_WHAT THIS TASK INVOLVES_.
Working from the listing below, pick each line containing the word "gray" and copy it.

_MATERIAL SHOWN_.

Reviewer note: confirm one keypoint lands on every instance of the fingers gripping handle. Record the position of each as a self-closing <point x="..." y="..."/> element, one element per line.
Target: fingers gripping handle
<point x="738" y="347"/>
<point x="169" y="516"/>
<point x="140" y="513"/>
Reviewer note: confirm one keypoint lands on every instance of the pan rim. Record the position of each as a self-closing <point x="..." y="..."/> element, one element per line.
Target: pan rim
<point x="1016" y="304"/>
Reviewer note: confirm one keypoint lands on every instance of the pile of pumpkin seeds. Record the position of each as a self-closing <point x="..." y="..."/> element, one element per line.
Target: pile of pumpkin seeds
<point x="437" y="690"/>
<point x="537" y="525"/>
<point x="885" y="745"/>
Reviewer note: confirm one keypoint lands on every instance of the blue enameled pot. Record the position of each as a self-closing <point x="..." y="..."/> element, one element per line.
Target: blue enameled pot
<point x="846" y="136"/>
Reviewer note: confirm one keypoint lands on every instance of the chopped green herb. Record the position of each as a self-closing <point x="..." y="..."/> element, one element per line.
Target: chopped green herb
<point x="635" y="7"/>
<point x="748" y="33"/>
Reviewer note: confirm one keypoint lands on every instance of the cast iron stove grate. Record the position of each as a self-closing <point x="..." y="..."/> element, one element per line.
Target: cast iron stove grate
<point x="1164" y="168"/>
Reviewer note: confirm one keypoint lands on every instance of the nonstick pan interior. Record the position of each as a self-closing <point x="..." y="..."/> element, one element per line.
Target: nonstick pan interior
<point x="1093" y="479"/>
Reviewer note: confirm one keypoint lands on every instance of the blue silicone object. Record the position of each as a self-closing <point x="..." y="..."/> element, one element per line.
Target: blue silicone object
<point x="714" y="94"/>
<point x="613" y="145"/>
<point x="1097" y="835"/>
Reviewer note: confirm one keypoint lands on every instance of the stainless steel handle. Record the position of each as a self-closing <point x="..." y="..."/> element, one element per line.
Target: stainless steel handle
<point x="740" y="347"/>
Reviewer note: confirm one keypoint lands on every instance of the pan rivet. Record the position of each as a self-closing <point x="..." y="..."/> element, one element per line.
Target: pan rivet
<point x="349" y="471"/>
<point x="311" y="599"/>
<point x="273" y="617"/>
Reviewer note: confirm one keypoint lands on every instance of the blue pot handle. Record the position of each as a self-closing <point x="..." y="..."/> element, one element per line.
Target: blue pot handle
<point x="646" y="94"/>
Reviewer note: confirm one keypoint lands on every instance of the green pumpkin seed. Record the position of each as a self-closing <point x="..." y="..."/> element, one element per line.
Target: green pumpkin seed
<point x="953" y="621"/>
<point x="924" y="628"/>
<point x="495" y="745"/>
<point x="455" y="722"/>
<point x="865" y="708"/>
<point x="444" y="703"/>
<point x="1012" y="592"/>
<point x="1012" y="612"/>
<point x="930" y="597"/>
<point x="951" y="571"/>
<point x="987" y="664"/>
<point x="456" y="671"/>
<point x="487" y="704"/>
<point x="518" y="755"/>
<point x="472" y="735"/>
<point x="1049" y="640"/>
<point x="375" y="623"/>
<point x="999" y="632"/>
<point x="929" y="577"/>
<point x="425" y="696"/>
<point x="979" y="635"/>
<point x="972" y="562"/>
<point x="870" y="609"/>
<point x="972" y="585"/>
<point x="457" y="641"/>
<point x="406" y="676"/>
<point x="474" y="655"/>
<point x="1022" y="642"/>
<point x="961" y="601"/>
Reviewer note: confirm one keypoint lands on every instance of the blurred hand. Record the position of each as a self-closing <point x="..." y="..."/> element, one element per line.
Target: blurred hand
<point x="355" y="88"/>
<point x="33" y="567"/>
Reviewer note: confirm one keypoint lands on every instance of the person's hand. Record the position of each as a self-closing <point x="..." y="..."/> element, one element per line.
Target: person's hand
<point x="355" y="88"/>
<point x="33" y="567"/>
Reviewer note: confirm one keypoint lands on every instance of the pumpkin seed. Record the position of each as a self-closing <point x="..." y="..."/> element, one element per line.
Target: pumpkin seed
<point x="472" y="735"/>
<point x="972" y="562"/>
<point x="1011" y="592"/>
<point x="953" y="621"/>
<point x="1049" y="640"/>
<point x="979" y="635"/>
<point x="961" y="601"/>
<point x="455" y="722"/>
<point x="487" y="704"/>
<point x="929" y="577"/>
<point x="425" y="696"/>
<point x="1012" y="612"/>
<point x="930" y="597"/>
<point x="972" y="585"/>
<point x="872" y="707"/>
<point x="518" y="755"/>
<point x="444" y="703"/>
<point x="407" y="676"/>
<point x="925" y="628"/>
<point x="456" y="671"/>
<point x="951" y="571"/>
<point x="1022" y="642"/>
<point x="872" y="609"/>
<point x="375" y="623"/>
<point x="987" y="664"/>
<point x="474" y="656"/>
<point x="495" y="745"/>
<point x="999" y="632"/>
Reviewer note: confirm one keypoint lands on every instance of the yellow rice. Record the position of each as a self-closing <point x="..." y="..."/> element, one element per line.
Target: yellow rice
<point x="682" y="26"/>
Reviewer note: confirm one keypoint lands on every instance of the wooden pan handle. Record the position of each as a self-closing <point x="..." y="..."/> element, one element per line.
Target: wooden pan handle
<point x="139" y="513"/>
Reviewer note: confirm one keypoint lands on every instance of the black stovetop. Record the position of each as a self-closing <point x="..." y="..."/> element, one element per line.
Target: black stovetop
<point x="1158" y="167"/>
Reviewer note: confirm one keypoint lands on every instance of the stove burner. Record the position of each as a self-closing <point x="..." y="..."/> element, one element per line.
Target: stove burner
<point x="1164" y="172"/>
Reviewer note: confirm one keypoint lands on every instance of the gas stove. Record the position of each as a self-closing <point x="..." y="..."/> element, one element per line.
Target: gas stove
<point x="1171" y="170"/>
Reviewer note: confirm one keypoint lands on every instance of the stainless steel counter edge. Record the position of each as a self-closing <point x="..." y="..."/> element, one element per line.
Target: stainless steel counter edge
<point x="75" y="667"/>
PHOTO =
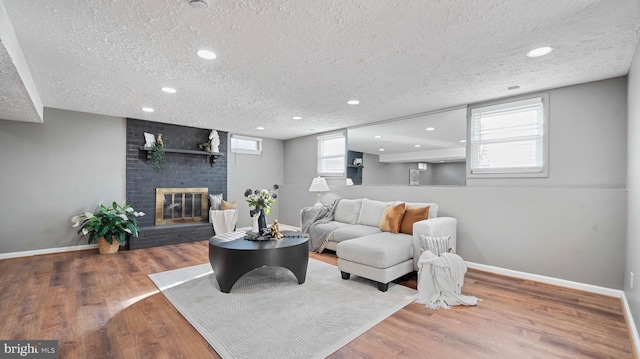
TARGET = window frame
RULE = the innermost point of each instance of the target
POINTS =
(319, 157)
(245, 151)
(509, 172)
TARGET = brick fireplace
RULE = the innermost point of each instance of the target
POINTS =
(181, 172)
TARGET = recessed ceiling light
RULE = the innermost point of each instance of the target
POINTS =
(206, 54)
(540, 51)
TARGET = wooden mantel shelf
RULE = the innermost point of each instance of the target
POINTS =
(213, 155)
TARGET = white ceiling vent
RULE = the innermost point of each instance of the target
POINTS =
(199, 4)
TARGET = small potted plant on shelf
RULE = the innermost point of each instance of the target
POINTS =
(157, 151)
(108, 225)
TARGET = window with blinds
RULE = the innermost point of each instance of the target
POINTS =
(331, 154)
(509, 139)
(244, 144)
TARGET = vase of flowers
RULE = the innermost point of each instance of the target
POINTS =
(108, 224)
(261, 201)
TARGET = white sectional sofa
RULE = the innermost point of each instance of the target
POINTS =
(364, 249)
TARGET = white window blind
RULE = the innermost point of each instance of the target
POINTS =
(508, 138)
(243, 144)
(331, 154)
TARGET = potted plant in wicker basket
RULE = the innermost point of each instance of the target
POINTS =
(108, 225)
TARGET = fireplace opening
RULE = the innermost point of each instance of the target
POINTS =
(181, 205)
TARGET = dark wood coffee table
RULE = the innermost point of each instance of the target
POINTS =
(232, 256)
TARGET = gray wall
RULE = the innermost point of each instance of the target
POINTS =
(632, 263)
(54, 170)
(571, 225)
(392, 174)
(255, 172)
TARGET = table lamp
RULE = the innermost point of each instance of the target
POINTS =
(318, 185)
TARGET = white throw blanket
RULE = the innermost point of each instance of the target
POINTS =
(223, 220)
(440, 281)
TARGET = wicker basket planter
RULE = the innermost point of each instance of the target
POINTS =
(105, 248)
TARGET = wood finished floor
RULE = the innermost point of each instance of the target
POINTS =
(105, 306)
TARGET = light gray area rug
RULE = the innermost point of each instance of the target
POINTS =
(269, 315)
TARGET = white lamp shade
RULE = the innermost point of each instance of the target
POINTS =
(319, 184)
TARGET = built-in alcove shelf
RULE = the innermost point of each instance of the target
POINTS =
(213, 155)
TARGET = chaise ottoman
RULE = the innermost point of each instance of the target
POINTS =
(381, 257)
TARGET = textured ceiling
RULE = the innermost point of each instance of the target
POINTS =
(279, 59)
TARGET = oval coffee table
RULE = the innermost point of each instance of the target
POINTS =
(232, 256)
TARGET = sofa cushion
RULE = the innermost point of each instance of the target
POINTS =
(433, 208)
(411, 216)
(371, 212)
(347, 210)
(392, 218)
(353, 231)
(380, 250)
(330, 226)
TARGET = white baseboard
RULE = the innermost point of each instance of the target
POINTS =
(38, 252)
(633, 331)
(617, 293)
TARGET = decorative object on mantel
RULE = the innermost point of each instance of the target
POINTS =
(261, 200)
(211, 146)
(110, 226)
(157, 151)
(319, 184)
(214, 140)
(149, 139)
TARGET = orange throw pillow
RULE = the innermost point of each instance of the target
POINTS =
(392, 218)
(411, 216)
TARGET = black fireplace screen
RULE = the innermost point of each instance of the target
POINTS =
(181, 205)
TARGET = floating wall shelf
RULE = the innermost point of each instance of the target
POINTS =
(213, 155)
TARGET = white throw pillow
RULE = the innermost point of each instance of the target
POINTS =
(347, 210)
(436, 244)
(371, 212)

_EXERCISE RESULT_.
TARGET = gray wall
TARGET = light gray area rug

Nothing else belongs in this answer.